Task requirements:
Find the line that contains "the white building.". Repeat that line and all lines following it, exactly, through the end of the listing below.

(Position annotation records)
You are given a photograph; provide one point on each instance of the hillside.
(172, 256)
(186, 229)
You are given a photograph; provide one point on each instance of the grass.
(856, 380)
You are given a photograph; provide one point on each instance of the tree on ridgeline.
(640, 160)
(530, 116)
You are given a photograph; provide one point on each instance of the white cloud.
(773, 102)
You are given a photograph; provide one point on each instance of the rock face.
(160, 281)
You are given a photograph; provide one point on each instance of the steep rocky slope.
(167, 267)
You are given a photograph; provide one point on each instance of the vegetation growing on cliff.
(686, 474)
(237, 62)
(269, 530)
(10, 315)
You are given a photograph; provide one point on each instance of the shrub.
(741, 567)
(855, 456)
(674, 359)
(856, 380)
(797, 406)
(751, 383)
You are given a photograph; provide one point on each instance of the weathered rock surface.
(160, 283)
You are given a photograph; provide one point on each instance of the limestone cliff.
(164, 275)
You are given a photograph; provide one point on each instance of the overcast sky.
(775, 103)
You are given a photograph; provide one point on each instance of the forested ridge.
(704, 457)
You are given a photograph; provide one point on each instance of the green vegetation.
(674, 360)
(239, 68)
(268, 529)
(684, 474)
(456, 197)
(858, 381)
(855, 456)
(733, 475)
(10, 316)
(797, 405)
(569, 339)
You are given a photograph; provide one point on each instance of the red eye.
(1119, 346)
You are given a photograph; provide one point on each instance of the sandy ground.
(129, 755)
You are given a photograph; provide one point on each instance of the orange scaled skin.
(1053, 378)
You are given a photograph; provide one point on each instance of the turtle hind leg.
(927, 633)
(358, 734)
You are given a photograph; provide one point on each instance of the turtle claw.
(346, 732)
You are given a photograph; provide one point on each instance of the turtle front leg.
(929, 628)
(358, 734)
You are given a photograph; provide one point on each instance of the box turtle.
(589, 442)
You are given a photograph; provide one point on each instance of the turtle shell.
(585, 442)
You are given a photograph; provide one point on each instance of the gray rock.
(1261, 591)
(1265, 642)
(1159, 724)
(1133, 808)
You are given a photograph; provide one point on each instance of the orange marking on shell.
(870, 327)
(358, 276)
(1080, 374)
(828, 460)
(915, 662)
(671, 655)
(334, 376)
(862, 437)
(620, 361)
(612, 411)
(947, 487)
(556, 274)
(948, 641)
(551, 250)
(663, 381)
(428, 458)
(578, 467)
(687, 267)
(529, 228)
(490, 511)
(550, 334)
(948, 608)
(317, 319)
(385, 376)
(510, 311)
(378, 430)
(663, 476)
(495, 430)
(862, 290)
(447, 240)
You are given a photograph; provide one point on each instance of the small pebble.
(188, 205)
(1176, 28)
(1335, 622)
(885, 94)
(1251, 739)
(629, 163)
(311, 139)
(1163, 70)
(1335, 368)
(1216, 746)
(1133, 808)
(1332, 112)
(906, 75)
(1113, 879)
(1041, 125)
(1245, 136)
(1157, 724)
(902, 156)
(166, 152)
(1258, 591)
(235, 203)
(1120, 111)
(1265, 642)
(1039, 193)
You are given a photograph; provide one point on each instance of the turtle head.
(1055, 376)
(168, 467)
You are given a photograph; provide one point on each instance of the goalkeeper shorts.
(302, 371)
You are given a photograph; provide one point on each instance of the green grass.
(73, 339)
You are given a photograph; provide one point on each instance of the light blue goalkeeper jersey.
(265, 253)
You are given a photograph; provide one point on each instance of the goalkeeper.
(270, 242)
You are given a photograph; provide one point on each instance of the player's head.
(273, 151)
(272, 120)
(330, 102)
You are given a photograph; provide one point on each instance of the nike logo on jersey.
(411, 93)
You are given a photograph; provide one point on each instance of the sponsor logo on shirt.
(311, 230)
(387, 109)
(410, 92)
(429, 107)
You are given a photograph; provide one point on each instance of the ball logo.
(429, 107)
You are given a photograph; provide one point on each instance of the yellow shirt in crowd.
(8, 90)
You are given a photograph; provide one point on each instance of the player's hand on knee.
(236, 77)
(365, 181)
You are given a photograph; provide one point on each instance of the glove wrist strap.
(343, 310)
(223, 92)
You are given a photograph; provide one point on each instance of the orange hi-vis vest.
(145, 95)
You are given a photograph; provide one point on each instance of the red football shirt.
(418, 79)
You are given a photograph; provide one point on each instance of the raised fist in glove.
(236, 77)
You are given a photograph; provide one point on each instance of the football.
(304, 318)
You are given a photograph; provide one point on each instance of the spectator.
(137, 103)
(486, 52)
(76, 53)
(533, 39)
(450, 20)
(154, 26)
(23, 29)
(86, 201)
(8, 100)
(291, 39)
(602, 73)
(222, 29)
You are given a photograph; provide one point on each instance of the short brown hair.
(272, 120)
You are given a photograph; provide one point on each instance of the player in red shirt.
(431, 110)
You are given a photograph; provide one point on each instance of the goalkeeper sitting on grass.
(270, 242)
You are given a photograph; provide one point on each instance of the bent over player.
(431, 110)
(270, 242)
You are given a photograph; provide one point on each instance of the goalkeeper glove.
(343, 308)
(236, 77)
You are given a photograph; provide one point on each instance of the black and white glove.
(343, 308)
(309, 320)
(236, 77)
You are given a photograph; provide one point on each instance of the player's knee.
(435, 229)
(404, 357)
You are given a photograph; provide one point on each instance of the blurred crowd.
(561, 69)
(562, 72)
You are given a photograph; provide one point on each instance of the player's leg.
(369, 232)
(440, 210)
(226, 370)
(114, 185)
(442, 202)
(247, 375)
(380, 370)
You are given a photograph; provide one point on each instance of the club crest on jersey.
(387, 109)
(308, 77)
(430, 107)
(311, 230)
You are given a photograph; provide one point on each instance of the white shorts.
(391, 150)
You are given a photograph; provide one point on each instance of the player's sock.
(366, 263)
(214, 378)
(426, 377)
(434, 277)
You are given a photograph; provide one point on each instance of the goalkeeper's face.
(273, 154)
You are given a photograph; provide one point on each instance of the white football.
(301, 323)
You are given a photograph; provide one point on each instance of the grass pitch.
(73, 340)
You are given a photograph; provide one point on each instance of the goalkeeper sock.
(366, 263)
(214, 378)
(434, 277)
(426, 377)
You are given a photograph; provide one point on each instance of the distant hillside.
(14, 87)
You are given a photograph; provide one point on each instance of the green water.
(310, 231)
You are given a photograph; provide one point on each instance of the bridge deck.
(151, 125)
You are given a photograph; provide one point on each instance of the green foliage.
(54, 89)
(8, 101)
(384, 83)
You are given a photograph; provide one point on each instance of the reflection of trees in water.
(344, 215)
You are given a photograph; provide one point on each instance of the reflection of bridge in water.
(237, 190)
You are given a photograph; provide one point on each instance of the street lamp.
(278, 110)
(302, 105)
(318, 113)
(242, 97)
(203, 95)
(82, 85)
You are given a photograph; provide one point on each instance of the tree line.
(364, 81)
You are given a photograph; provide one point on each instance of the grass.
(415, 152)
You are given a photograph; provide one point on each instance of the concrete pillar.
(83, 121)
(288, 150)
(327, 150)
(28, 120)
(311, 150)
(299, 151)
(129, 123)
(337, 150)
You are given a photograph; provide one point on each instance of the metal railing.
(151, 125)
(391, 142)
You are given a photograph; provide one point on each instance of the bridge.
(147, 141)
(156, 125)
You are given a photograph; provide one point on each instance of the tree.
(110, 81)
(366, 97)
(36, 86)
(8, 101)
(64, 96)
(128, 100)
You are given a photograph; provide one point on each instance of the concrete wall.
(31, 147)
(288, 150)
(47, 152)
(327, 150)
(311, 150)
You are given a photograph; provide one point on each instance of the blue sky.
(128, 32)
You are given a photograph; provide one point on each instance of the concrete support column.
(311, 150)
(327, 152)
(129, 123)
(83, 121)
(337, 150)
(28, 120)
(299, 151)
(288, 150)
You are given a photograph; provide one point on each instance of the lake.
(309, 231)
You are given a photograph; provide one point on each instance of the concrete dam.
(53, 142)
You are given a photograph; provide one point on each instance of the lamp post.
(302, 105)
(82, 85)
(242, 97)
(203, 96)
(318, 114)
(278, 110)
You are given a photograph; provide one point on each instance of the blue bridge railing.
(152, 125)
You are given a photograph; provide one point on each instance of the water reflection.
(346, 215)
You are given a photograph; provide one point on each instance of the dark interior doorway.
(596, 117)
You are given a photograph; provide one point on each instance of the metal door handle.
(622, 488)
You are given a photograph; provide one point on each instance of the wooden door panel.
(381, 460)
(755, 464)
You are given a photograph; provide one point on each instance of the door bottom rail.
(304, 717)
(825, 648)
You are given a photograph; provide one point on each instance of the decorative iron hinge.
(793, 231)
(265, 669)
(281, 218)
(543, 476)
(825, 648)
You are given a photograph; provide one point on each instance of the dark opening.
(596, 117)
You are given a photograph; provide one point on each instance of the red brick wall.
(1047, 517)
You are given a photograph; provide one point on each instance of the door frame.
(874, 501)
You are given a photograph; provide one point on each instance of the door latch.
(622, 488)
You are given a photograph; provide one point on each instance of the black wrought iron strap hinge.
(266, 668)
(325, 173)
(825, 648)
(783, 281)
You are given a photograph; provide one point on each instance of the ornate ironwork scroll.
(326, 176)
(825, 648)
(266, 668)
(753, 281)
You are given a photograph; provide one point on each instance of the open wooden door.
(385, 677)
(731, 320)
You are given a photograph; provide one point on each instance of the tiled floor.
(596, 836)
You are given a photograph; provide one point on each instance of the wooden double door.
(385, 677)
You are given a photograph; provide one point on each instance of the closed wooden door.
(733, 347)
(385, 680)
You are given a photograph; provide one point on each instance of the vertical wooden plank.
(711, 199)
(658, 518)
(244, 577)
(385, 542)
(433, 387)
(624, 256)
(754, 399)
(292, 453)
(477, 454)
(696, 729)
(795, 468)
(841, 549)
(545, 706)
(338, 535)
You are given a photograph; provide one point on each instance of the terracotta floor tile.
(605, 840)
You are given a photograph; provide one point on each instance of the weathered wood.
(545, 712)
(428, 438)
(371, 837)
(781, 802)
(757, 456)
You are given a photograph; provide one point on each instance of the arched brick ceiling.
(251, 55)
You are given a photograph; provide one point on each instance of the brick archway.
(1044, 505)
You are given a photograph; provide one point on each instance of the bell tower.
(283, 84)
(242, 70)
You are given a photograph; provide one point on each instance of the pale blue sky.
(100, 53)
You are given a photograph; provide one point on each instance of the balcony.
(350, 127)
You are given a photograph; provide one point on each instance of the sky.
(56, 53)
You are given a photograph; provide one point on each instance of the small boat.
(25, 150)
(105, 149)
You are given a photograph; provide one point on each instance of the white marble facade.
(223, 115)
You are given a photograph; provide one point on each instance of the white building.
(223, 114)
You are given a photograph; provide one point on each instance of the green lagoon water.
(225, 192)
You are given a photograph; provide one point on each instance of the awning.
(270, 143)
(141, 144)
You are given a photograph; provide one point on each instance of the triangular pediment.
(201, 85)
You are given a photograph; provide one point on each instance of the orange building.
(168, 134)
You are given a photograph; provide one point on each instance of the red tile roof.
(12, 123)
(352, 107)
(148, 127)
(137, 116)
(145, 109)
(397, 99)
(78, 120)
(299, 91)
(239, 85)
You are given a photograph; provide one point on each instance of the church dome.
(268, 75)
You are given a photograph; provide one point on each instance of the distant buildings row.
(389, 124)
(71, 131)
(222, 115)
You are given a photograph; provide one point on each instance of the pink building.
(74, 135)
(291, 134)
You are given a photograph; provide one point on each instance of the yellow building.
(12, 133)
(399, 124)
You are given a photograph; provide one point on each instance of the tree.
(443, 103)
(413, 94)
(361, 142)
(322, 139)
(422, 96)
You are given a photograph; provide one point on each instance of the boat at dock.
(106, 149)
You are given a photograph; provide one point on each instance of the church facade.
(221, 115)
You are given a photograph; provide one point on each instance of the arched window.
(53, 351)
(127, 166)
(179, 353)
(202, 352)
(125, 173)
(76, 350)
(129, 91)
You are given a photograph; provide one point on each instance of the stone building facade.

The result:
You are given a photograph; provide one point on each instance of the white building.
(223, 114)
You are given a photograph; provide one point on each instance of the green lagoon water.
(225, 192)
You are given a photograph; provide one point on each instance of the awning.
(270, 143)
(141, 144)
You are given a photograph; provide one point on each instance of the triangular pediment.
(201, 85)
You are given a photograph; provide one point on each instance of the orange building.
(168, 134)
You are given a photograph; provide one point on each instance of the red tile roof.
(12, 123)
(352, 107)
(148, 127)
(137, 116)
(145, 109)
(397, 99)
(78, 120)
(299, 91)
(239, 85)
You are given a photograph; provide one point on each instance of the church dome.
(268, 75)
You are given a photograph; provide one point on each instance of the distant buildings row.
(389, 124)
(71, 131)
(222, 115)
You are given a photograph; provide one point on each instance of the pink building.
(74, 135)
(291, 134)
You are given a photograph; provide one point on each instance of the yellow building.
(12, 133)
(399, 124)
You are given a photograph; provide one point on each instance of the tree.
(443, 103)
(413, 94)
(361, 142)
(322, 139)
(422, 96)
You are given a photograph; provide one point on each instance of the boat at dock.
(106, 149)
You are given a photograph; provide one point on each instance of the church facade.
(221, 115)
You are given a photograph; provide one point on each instance of the arched window.
(53, 351)
(127, 166)
(179, 353)
(202, 352)
(125, 173)
(76, 350)
(129, 91)
You are given a photograph; provide one point on each instance of the stone building facade.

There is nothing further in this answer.